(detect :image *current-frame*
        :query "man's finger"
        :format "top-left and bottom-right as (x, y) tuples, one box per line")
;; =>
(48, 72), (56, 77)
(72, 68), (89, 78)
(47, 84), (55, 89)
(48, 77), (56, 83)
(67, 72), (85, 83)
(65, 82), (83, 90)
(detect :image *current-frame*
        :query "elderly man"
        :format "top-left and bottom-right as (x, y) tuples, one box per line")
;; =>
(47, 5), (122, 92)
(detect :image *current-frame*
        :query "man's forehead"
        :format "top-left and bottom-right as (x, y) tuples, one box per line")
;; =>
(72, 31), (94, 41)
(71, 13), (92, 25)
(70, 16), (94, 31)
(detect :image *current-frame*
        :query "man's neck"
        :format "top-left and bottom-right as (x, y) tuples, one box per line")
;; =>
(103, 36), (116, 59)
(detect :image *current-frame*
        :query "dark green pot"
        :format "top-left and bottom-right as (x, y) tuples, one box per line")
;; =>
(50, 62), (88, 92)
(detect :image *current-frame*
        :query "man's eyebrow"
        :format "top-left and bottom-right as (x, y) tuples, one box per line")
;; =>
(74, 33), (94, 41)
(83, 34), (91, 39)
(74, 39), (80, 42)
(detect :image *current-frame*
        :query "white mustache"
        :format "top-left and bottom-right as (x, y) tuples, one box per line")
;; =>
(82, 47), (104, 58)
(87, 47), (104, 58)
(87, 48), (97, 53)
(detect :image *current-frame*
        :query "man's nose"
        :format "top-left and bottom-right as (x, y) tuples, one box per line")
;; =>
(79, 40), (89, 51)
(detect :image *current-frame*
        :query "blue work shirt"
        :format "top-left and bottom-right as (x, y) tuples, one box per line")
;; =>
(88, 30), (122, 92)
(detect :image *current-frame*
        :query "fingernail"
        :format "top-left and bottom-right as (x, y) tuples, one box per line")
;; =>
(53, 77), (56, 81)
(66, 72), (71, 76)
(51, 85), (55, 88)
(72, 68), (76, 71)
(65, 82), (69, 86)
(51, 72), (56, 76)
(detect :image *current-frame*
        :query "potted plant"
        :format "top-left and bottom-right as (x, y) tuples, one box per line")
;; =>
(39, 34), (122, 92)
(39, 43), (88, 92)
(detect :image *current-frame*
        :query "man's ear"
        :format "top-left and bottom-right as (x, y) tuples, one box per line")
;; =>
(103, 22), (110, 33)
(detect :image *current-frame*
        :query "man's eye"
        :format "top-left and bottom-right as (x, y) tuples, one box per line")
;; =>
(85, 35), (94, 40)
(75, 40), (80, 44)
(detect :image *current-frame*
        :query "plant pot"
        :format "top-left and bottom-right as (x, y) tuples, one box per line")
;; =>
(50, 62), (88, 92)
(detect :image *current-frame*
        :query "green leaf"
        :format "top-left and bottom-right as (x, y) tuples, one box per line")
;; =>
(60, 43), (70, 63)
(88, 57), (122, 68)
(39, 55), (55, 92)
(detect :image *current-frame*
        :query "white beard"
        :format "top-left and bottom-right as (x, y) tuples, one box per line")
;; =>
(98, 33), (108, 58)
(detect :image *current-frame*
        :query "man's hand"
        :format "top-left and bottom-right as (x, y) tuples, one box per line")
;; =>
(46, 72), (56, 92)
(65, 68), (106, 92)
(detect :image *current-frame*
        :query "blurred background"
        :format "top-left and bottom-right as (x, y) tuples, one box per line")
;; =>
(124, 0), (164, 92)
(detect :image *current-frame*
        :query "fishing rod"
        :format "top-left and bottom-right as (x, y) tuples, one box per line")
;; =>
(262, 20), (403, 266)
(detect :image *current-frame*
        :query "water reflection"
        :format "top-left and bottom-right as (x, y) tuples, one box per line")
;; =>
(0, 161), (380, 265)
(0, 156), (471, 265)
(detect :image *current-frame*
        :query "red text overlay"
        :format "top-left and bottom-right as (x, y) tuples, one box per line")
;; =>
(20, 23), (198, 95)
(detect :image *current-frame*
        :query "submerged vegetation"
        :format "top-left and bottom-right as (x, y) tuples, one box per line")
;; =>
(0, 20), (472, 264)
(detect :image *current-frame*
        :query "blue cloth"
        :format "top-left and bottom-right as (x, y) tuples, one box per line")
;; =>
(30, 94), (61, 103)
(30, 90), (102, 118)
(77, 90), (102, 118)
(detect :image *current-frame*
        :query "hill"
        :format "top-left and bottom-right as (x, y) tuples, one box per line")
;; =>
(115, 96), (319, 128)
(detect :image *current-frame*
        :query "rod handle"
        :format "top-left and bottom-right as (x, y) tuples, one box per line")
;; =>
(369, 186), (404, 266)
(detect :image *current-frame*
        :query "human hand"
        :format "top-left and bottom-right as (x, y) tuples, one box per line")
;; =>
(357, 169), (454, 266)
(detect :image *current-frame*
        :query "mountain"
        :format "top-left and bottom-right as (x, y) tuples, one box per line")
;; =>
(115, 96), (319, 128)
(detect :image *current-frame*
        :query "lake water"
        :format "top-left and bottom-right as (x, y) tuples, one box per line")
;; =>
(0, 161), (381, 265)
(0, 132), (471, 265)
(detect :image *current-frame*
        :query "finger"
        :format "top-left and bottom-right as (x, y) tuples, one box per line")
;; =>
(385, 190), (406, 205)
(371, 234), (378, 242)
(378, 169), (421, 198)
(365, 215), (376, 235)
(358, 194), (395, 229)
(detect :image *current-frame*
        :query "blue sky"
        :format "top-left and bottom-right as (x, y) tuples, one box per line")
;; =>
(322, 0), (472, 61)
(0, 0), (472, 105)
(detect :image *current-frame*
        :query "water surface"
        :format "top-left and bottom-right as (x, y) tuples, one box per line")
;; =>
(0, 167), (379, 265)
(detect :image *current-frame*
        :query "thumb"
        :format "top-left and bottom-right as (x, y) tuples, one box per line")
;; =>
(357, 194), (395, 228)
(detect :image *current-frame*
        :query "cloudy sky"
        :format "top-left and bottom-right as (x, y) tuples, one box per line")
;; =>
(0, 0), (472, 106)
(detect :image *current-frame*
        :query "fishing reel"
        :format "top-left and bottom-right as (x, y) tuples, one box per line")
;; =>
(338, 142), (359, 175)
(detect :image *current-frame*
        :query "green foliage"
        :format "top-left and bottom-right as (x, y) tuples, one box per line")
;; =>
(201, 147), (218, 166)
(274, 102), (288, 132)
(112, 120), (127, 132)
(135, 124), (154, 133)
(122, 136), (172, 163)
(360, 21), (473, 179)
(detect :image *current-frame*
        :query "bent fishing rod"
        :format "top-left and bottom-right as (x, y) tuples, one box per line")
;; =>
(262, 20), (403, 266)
# # # # #
Find each line in the records above that contains "white", and copy it.

        :query "white mustache"
        :query "white beard"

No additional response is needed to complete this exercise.